**Task instructions**. In the material below, repeat only the lines from the one that holds "In the photo above, where can the bollard" through the final line, exactly as they stand.
++++++++++
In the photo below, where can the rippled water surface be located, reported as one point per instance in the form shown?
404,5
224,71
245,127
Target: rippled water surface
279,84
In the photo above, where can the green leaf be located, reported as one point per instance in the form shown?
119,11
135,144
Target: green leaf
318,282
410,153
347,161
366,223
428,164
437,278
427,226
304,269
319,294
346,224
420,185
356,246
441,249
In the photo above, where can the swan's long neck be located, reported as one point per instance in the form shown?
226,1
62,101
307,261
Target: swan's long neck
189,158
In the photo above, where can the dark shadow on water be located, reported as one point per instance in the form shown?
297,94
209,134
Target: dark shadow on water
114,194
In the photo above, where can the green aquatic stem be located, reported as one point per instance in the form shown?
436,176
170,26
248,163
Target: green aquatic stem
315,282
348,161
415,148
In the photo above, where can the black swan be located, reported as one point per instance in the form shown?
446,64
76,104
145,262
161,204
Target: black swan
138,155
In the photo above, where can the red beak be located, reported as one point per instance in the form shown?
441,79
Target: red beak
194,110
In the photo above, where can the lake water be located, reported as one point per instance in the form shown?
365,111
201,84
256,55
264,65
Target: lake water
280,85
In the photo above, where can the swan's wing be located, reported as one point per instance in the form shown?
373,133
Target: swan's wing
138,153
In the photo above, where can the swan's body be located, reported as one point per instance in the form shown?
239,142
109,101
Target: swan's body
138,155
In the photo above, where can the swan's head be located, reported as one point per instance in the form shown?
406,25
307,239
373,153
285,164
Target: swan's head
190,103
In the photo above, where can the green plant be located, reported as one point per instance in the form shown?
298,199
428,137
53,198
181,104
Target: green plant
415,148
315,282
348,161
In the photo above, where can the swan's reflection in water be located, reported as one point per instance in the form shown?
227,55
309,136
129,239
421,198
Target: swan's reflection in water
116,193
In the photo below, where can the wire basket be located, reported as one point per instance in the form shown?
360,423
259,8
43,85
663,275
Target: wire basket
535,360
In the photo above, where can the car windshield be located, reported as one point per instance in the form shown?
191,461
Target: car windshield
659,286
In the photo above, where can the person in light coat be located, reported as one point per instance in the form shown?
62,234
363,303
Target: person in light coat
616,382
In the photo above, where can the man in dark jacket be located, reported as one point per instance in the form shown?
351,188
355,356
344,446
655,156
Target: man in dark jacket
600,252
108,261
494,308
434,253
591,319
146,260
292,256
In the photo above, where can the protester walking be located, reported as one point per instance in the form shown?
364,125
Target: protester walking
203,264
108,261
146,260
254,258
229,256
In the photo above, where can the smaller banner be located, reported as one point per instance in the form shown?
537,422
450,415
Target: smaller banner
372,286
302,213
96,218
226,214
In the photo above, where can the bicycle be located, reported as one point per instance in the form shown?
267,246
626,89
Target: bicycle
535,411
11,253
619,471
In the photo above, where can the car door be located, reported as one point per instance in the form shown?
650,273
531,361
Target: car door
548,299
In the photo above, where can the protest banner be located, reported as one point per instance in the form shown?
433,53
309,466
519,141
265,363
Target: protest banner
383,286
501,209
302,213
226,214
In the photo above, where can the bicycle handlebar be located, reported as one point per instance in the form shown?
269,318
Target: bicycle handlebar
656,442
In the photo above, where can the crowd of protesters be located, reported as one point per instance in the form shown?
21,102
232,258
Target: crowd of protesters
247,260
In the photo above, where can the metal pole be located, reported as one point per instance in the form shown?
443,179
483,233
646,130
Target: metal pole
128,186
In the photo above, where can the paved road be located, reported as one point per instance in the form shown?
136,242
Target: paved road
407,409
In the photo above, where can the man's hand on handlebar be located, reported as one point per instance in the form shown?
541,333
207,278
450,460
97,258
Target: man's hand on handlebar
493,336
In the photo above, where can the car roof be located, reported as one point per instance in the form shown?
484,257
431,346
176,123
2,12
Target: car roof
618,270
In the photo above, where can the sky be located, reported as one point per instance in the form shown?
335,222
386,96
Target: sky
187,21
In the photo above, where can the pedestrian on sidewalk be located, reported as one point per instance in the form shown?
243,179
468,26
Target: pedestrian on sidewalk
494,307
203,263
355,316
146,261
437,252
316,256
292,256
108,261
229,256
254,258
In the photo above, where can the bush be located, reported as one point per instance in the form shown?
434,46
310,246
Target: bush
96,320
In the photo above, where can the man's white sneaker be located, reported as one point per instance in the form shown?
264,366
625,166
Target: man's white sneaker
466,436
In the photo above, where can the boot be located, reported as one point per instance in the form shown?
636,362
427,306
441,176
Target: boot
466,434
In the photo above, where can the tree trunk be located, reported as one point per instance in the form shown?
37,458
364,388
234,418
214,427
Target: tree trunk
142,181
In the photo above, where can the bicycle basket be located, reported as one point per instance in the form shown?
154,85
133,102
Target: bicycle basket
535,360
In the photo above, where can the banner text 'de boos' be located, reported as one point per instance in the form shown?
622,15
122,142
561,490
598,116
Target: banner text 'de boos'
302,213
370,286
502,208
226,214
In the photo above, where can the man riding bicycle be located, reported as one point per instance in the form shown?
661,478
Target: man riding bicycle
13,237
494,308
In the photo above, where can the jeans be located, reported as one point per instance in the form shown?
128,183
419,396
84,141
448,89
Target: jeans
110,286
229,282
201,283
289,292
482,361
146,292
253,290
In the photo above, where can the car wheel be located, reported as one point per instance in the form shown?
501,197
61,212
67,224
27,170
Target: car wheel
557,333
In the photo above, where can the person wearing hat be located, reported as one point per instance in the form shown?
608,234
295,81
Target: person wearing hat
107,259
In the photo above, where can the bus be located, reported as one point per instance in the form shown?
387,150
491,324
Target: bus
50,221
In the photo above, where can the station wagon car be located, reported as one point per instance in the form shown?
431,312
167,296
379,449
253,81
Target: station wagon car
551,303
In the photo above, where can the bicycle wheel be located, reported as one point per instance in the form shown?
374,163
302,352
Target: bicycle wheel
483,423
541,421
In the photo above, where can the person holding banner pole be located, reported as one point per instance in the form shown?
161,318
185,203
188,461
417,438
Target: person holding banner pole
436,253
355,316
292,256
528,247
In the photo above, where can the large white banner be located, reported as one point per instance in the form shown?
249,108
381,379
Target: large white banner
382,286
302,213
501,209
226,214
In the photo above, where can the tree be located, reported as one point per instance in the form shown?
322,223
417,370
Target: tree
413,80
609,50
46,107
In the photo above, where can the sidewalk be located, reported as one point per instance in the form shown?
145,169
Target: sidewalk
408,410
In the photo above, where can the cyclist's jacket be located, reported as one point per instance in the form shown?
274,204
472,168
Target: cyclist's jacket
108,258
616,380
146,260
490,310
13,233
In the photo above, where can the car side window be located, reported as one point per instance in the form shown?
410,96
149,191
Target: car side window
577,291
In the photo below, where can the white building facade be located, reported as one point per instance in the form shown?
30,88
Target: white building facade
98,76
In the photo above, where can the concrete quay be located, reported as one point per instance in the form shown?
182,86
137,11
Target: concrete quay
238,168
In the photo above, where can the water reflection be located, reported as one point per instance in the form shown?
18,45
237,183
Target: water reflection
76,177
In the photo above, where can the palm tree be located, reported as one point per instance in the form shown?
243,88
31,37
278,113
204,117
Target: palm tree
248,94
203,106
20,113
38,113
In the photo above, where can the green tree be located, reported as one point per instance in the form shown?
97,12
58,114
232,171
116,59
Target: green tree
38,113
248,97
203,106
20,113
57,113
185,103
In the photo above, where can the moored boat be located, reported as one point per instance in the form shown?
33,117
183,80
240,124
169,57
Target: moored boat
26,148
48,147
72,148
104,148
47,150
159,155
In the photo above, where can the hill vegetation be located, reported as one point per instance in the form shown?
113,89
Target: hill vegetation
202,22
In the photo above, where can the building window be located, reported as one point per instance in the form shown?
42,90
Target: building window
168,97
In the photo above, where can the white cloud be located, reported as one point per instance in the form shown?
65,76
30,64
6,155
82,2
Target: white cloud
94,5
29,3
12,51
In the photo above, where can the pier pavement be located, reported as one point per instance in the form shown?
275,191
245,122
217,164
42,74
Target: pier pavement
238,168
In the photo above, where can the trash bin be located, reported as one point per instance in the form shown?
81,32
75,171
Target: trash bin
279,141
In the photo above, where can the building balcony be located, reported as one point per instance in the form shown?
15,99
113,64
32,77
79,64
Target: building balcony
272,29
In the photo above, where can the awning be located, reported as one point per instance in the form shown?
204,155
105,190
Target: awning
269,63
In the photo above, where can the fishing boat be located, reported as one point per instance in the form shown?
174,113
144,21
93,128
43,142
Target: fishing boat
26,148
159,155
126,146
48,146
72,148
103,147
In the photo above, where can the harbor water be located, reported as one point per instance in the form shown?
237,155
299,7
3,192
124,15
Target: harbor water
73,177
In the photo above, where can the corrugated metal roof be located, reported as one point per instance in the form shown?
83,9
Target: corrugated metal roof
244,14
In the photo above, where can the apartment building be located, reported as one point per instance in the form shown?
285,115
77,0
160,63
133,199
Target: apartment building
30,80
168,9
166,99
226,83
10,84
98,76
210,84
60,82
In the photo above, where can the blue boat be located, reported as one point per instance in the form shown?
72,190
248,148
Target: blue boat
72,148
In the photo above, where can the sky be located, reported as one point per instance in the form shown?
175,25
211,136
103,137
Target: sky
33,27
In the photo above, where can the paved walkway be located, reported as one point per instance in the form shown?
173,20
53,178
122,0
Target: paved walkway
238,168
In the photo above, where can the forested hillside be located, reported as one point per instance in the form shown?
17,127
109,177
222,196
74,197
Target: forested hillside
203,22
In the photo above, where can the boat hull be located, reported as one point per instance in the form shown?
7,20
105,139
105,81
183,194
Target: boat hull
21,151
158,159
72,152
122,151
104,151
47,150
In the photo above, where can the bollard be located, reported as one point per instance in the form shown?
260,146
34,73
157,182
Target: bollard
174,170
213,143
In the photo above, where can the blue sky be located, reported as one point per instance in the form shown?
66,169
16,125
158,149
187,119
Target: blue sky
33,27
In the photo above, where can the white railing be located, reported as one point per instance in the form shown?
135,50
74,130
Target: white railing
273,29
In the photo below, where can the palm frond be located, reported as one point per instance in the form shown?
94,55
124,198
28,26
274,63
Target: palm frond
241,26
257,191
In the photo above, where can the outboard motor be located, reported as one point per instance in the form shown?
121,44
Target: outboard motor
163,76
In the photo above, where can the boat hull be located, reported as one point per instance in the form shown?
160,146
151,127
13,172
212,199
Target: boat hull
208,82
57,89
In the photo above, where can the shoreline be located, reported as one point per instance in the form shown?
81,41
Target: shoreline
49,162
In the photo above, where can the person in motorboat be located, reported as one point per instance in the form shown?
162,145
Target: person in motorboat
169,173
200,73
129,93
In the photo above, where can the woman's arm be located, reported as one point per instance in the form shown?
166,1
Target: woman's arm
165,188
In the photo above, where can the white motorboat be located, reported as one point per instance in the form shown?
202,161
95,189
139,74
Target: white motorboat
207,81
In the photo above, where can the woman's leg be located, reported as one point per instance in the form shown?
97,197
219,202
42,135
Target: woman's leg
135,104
++++++++++
**Solution for this task**.
In the photo above, where can the bollard be located, reported as one point per instance in the form shown?
260,146
34,73
157,182
Target: bollard
174,170
213,143
In the photo above, where can the blue sky be located, reported as one point per instance in the form shown?
66,169
16,125
158,149
187,119
Target: blue sky
33,27
In the photo above, where can the white railing be located, reported as one point per instance in the form shown?
135,50
74,130
Target: white railing
273,29
In the photo below, where can the palm frond be located, reported as one point per instance in the form shown?
94,55
124,198
28,26
274,63
Target: palm frond
241,26
257,191
In the photo above, where can the outboard motor be located, reported as one point per instance in the form shown?
121,44
Target: outboard motor
163,76
In the photo above, where can the boat hull be located, reported as one point per instance in the form shown?
160,146
151,127
13,172
212,199
Target: boat hull
208,82
57,89
In the photo above, where can the shoreline be located, reported as one point per instance in the form shown?
81,41
Target: shoreline
49,162
In the photo above, where can the person in motorboat be located, reported as one point per instance in the form shown?
162,145
Target: person in motorboat
169,173
200,73
129,93
In the photo above, where can the woman's arm be located, reported as one point per instance in the form shown?
166,1
Target: woman's arm
165,188
In the photo above, where can the white motorboat be located, reported as one point per instance in the form shown?
202,161
95,189
139,74
Target: white motorboat
207,81
In the photo above, where can the woman's leg be located, reported as one point per instance in the form shown?
97,197
219,202
42,135
Target: woman's leg
135,104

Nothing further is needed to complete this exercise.